Rewrite the records below, swapping "top-left corner" for "upper-left corner" and keeping every other character the same.

▸ Records from a data collection:
++++++++
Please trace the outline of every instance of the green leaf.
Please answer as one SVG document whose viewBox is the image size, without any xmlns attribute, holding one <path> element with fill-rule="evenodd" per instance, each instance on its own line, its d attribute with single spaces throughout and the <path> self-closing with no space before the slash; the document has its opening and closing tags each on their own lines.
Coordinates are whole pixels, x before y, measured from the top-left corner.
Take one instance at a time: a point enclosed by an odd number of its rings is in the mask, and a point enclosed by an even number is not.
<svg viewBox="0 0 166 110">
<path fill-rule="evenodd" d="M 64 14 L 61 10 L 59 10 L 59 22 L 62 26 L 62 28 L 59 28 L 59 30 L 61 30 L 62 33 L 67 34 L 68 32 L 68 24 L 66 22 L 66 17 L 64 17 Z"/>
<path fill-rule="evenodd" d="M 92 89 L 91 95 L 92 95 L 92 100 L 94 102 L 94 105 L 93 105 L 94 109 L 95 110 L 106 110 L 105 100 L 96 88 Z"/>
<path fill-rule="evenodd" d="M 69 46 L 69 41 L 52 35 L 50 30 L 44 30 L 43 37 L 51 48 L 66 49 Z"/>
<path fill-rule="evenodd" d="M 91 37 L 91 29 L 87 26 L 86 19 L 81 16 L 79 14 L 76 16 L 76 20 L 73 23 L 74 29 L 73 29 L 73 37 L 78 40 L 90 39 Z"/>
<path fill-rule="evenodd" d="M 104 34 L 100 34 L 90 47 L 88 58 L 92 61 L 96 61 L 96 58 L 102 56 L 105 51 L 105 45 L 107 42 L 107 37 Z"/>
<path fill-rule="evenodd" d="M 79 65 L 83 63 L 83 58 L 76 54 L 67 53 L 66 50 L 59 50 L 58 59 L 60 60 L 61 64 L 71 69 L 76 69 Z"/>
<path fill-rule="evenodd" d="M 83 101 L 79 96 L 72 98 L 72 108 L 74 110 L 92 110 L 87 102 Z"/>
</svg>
++++++++
▸ Exercise solution:
Please trace the outline of every instance of the green leaf.
Please answer as one SVG document whose viewBox is the image size, without any xmlns attribute, holding one <path> element with fill-rule="evenodd" per instance, each instance on its own line, its d attribute with single spaces throughout and the <path> self-closing with no space before the slash; the document has its opening and closing tags each on their own lines.
Coordinates are whole pixels, x before y, measured from the upper-left corner.
Take one instance at a time: a point enclosed by an odd number of its rings is in the mask, and a point enclosed by an even number is not.
<svg viewBox="0 0 166 110">
<path fill-rule="evenodd" d="M 64 14 L 61 10 L 59 10 L 59 22 L 62 26 L 62 28 L 59 28 L 59 30 L 61 30 L 62 33 L 67 34 L 68 32 L 68 24 L 66 22 L 66 17 L 64 17 Z"/>
<path fill-rule="evenodd" d="M 92 89 L 91 95 L 92 95 L 92 100 L 94 102 L 94 105 L 93 105 L 94 109 L 95 110 L 106 110 L 105 100 L 96 88 Z"/>
<path fill-rule="evenodd" d="M 69 46 L 69 41 L 52 35 L 50 30 L 44 30 L 43 37 L 51 48 L 66 49 Z"/>
<path fill-rule="evenodd" d="M 91 37 L 91 29 L 87 26 L 86 19 L 81 16 L 79 14 L 76 16 L 76 20 L 73 23 L 74 29 L 73 29 L 73 37 L 78 40 L 90 39 Z"/>
<path fill-rule="evenodd" d="M 104 34 L 100 34 L 90 47 L 88 58 L 92 61 L 96 61 L 96 58 L 102 56 L 105 51 L 105 45 L 107 42 L 107 37 Z"/>
<path fill-rule="evenodd" d="M 79 65 L 83 63 L 83 58 L 76 54 L 67 53 L 66 50 L 59 50 L 58 59 L 60 60 L 61 64 L 71 69 L 76 69 Z"/>
<path fill-rule="evenodd" d="M 83 101 L 79 96 L 72 98 L 72 108 L 74 110 L 92 110 L 87 102 Z"/>
</svg>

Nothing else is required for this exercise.